Exercise A: List every percentage figure that appears in the IT security article.
Exercise B: Please copy the part of the IT security article starting with "The survey, of" and going on through "makes dark reading.".

Text excerpt:
The survey, of 500 European IT managers, showed 91 per cent believed they had complete or good IT security protection, but only 30 per cent were protecting themselves against common risks such as phishing, spyware and hacking tools. When married with the fact that 72 per cent believed their jobs would be on the line if a security breach took place, it makes dark reading.


"We found a massive discrepancy between perceived security and actual security," said Mark Murtagh, technical services director of IT security company Websense, who conducted the survey. "Increased mobile working is only going to make this worse. Laptops in particular are huge problem."

One director of a top international IT firm revealed to SC in a meeting last year that his laptop (used for business and personal use) has no form of encryption or protection of data. Murtagh suggested such details were simply the tip of the iceberg. In particular he pointed to peer-to-peer networks.

"56 per cent of companies do not prevent peer-to-peer applications from running on the network," he said. "It creates huge problems. One UK firm [of 20,000 internet-using employees] recorded 10,000 malicious file downloads [in a three week period when Websense was monitoring its activity]. There was one gigabyte of information delivered through spyware. It's amazing."

In November SC reported confusion and complacency was creating IT security risks. The claims were made by the British Computer Society (BCS) in its end of year review.

A recent SC study into UK public sector bodies revealed that most do not protect themselves with intrusion prevention and detection systems, although they all have firewall and anti-virus. A full round up of the findings will appear in April's SC magazine.

Material supplied:
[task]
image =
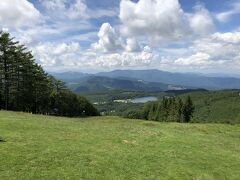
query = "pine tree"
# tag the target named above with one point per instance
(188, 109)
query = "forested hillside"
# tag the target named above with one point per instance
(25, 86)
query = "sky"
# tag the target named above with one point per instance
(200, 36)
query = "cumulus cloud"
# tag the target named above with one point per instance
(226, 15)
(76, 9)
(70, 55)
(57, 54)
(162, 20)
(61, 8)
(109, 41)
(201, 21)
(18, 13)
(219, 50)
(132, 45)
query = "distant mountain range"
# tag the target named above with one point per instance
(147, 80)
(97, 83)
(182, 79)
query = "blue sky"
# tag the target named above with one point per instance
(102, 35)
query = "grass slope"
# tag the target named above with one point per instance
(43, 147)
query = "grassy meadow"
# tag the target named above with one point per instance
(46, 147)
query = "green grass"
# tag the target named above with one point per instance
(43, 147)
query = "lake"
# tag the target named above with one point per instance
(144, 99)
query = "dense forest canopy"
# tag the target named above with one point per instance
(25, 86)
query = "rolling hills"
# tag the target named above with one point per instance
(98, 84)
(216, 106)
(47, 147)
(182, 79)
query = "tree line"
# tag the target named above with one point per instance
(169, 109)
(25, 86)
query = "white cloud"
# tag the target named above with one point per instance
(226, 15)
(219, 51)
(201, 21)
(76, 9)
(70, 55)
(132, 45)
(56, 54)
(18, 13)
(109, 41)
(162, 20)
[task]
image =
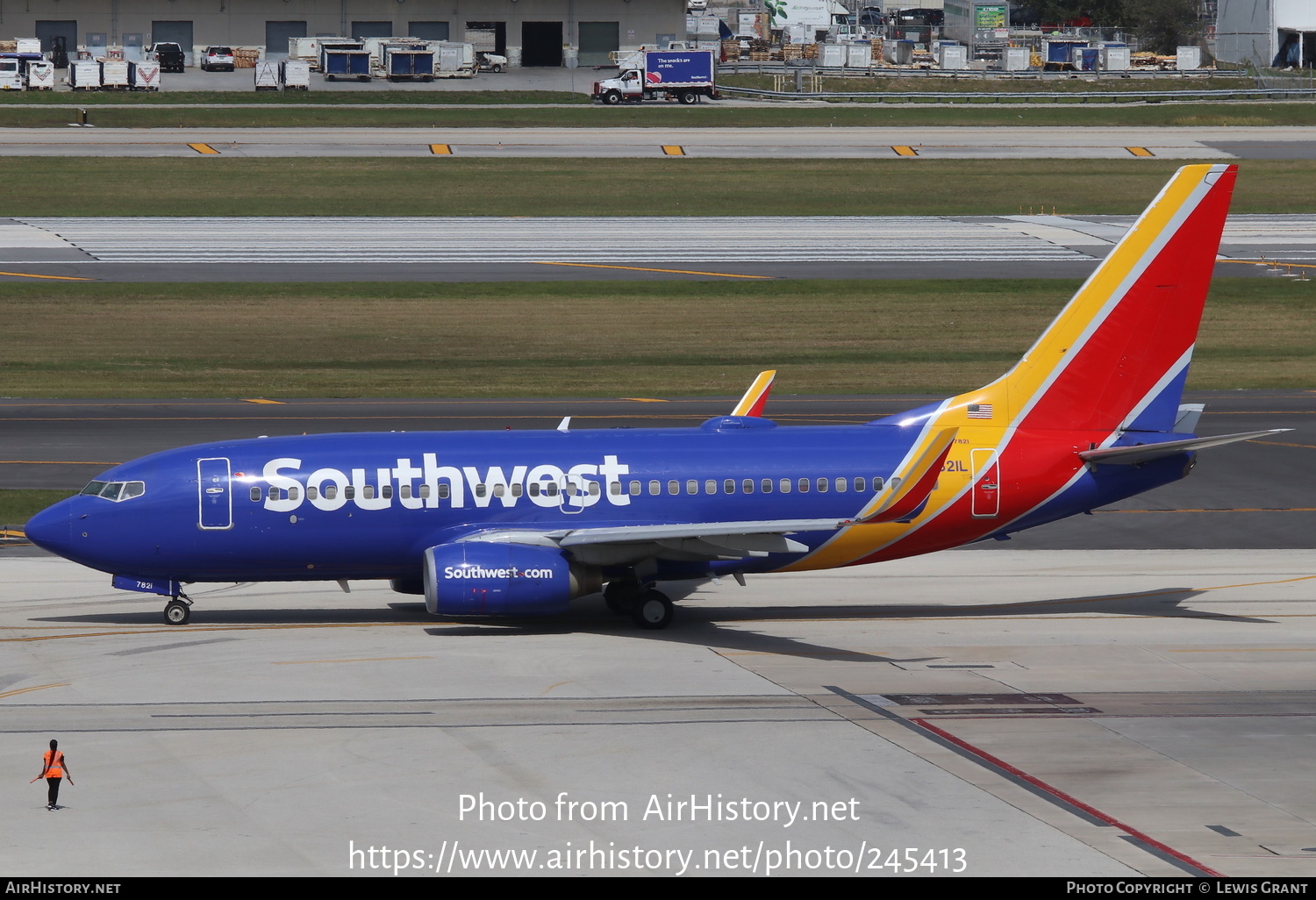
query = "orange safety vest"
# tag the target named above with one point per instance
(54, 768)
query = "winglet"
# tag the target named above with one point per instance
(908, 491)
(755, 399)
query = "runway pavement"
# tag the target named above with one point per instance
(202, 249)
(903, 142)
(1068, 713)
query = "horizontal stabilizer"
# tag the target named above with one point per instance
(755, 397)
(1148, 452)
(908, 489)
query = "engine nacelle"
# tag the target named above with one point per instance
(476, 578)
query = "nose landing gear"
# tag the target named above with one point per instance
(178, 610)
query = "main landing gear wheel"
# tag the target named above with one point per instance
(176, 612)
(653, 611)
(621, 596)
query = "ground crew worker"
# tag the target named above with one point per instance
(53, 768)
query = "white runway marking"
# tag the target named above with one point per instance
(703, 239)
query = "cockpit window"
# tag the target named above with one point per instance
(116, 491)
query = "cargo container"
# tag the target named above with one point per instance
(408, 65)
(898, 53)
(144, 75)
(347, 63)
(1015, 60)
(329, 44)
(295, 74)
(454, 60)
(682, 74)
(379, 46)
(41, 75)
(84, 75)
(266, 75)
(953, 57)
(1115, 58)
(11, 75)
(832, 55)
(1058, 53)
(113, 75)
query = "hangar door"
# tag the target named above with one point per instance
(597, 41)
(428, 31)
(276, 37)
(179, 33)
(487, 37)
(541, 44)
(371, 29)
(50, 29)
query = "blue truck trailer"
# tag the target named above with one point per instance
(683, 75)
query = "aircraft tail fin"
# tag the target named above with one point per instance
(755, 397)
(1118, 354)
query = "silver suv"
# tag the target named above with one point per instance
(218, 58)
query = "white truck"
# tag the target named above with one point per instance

Expected output A: 91 per cent, 30 per cent, 72 per cent, 56 per cent

Expected output B:
The survey, of 500 European IT managers, showed 91 per cent believed they had complete or good IT security protection, but only 30 per cent were protecting themselves against common risks such as phishing, spyware and hacking tools. When married with the fact that 72 per cent believed their jobs would be on the line if a security breach took place, it makes dark reading.